_What you need to do_
From the first line to the last, copy the data exactly.

□ □ □

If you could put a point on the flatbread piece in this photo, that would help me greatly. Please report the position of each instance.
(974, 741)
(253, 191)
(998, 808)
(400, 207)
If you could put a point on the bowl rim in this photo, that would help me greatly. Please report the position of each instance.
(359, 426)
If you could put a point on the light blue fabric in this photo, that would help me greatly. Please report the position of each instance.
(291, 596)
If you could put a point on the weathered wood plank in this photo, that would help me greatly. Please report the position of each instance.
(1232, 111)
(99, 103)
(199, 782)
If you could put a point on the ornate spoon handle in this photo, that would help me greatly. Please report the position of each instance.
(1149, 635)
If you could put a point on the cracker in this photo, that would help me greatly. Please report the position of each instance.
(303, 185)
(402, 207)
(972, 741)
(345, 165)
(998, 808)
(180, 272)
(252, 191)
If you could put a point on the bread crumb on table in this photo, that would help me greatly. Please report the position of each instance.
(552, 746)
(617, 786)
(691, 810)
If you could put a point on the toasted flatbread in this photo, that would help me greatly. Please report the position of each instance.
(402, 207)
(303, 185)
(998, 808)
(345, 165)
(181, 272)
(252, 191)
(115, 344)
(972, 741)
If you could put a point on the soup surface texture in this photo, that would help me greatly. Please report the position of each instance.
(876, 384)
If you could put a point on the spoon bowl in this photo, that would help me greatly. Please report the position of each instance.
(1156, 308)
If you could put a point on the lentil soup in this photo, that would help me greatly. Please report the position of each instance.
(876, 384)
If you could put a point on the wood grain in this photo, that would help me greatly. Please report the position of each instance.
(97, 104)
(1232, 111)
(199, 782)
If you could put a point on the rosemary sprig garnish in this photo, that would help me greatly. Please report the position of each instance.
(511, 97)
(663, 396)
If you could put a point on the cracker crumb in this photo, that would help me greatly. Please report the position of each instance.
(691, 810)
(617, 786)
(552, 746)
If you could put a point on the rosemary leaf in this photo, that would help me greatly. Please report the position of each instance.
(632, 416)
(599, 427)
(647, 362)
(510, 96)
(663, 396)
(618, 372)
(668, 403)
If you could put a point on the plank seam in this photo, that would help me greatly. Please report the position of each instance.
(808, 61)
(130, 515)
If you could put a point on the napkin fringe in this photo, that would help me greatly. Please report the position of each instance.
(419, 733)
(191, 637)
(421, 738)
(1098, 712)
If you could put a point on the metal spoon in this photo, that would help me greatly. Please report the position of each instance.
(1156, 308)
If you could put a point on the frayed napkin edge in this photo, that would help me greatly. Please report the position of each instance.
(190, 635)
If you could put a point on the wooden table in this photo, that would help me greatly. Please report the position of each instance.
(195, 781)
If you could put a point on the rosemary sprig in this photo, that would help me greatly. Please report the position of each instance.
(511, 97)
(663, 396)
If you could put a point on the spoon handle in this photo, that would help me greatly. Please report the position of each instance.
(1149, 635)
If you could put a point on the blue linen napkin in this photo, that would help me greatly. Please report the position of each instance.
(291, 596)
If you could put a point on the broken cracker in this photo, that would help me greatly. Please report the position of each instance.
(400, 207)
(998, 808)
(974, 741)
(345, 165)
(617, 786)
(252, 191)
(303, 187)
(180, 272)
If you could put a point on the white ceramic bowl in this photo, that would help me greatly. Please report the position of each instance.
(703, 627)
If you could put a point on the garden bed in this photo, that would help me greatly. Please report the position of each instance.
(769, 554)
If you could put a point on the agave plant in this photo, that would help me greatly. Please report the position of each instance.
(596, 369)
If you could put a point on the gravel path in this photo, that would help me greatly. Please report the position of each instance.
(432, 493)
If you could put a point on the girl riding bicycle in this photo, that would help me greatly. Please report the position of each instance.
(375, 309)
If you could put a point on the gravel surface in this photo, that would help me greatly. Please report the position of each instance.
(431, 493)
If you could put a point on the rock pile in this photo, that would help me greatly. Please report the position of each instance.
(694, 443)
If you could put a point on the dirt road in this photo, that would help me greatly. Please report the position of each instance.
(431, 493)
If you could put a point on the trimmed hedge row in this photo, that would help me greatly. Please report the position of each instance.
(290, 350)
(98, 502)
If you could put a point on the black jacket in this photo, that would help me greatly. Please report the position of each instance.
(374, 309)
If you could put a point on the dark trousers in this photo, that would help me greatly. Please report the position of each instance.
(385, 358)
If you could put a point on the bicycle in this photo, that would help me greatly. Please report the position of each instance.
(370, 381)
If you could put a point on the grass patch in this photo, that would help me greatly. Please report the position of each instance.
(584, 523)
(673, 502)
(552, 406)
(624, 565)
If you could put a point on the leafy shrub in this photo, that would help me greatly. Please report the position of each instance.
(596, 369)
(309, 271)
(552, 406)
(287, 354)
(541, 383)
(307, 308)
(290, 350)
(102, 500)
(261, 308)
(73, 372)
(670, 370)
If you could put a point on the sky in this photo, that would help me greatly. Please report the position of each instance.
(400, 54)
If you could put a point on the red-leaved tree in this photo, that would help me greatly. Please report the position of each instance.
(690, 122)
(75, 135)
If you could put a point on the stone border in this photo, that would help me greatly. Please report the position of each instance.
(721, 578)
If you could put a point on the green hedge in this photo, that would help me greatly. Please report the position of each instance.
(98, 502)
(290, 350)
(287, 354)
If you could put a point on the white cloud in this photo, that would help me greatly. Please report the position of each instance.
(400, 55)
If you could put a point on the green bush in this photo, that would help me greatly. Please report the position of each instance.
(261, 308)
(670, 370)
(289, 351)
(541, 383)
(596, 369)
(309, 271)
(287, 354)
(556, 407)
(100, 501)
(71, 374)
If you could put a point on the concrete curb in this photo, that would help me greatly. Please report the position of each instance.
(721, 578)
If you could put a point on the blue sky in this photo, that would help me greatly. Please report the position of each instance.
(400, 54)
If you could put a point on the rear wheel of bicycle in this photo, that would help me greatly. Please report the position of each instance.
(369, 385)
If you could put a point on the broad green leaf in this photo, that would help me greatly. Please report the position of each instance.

□ □ □

_Worked solution_
If you could put a point on the flatbread piece in this photo, that would help me greatly. Please report the position of each instance.
(974, 741)
(253, 191)
(998, 808)
(400, 207)
If you could put a point on the bowl rim in this photo, that would help me greatly. Please report the position of each instance.
(359, 426)
If you could put a point on the light blue fabric in this photo, that would help me greatly. Please report the position of each instance.
(291, 596)
If you could put a point on the weathered wood plank in this photo, that would help me greatly. Please report the position of each instance.
(1232, 111)
(99, 103)
(199, 782)
If you could put a point on the ornate spoon handle in this photo, that would help me greatly. Please report the position of each instance.
(1149, 635)
If you could put a point on the cracker in this photo, that would help me greatly. Please report the position of each instance.
(303, 185)
(402, 207)
(972, 741)
(345, 165)
(998, 808)
(180, 272)
(252, 191)
If you could put a point on the bread crumb on table in this photo, that would help me greatly. Please report the position of each instance.
(552, 746)
(617, 786)
(691, 810)
If you could put a point on the toasted flatbread in this photo, that would help me greatly. Please report the position of each instance.
(402, 207)
(303, 185)
(998, 808)
(345, 165)
(181, 272)
(252, 191)
(115, 344)
(972, 741)
If you could put a point on the soup surface texture in this photo, that would help me greatly. Please report the position of each instance.
(876, 384)
If you could put a point on the spoon bowl in this photo, that would help me greatly. Please report the position of each instance.
(1156, 308)
If you could put a point on the lentil soup in this photo, that would help me greatly. Please report the position of each instance.
(876, 384)
If you could put a point on the wood grain in this photo, that would help me greatly. Please report the position of each instance.
(97, 104)
(1232, 111)
(199, 782)
If you could put a point on the rosemary sprig garnish in this photo, that would help me greatly. Please report the position of each instance.
(511, 97)
(663, 396)
If you could put a point on the cracker crumb in this photo, that would help me greatly. Please report the position of each instance.
(691, 810)
(617, 786)
(552, 746)
If you could put a point on the rosemary leaf in this photo, that would help me greatly. Please report the position of each instance.
(632, 416)
(599, 427)
(647, 362)
(510, 96)
(663, 396)
(618, 372)
(668, 403)
If you could put a point on the plank seam in this photo, that would help me greatly. Please report the position of each instance.
(808, 61)
(130, 515)
If you could put a point on the napkin fringe in this photo, that would help me greatly. Please report the position of each instance.
(419, 733)
(191, 637)
(421, 738)
(1098, 712)
If you could put a point on the metal spoon in this photo, that would help me greatly. Please report the position of each instance.
(1156, 308)
If you could put a point on the frayed napkin edge in this photo, that would help me greatly. Please report the position of each instance.
(190, 635)
If you could put a point on the wooden table in this photo, that would help me greatly. Please report the position of each instance.
(195, 781)
If you could put a point on the rosemary sprig in this photo, that would help me greatly. Please report the position of each instance.
(511, 97)
(663, 396)
If you could put a point on the spoon handle in this photo, that would help me greatly. Please report the position of each instance.
(1149, 635)
If you could put a point on the blue linen napkin in this photo, that would help me greatly. Please report the position of each instance.
(291, 596)
If you could put a point on the broken cracker in this photo, that would help me greatly. Please report the position of each instance.
(400, 207)
(998, 808)
(974, 741)
(345, 165)
(617, 786)
(252, 191)
(303, 187)
(180, 272)
If you could put a point on the white ceramic bowl in this photo, that would help me greatly. Please report the position of each instance.
(703, 627)
If you could put a point on the garden bed in this photo, that would help me greatly. Please report the position of each instance.
(769, 554)
If you could put a point on the agave plant in this photo, that would help me greatly. Please report the position of each instance.
(596, 369)
If you could put a point on the gravel path in this photo, that would help me greatly. Please report the position of each instance.
(432, 493)
If you could put a point on the girl riding bicycle in this photo, that would help me greatly. Please report the position of each instance.
(375, 309)
If you could put a point on the gravel surface in this photo, that would help me greatly. Please report the position of each instance.
(431, 493)
If you could put a point on the rock pile in this photo, that would help me greatly. Please report the position of each instance.
(694, 443)
If you could put a point on the dirt road in this photo, that would help me greatly. Please report the position of each instance.
(431, 493)
If you could put a point on the trimmed hedge row in this photo, that would help me greatly. Please report the position of each instance.
(290, 350)
(98, 502)
If you could put a point on the black jacket in this photo, that would help me greatly. Please report the position of each instance.
(374, 309)
If you could put a point on the dark trousers in this photo, that would help me greatly. Please report the position of each instance.
(385, 358)
If you could put a point on the bicycle in this photo, that would help me greatly. Please report the position of each instance.
(370, 381)
If you could put a point on the grass patch in this photo, that would help me greatly. Please report the position of each instance.
(584, 523)
(673, 502)
(552, 406)
(624, 565)
If you could put a point on the leafy shrub in this photo, that would help me greatly. Please report the position of each instance.
(596, 369)
(309, 271)
(552, 406)
(287, 354)
(541, 383)
(307, 308)
(290, 350)
(102, 500)
(261, 308)
(73, 372)
(670, 370)
If you could put a point on the sky in this photo, that would help me greatly. Please report the position of each instance.
(400, 54)
If you could put a point on the red-leaved tree in this photo, that would help me greatly. Please report the position of each instance.
(690, 122)
(75, 135)
If you could put a point on the stone border in this photo, that would help me greatly. Please report the position of each instance.
(721, 578)
If you could put a point on the green hedge in this photo, that would help me greatly. Please report the position of each instance.
(98, 502)
(290, 350)
(287, 354)
If you could put a point on the white cloud in this photo, that would help me greatly. Please report the position of each instance.
(400, 55)
If you could put a point on the green bush in this photo, that would help me greatly. Please report the position of each instance.
(261, 308)
(670, 370)
(289, 351)
(541, 383)
(596, 369)
(309, 271)
(287, 354)
(556, 407)
(100, 501)
(71, 374)
If you could put a point on the concrete curb in this photo, that would help me greatly. Please report the position of each instance.
(721, 578)
If you could put a point on the blue sky in this photo, that would help me greatly. Please report the position of each instance.
(400, 54)
If you could put a point on the rear wheel of bicycle in this photo, that would help me greatly. Please report the position of each instance.
(369, 385)
If you could put a point on the broad green leaf in this photo, that would help me greatly. Please report the position of each instance.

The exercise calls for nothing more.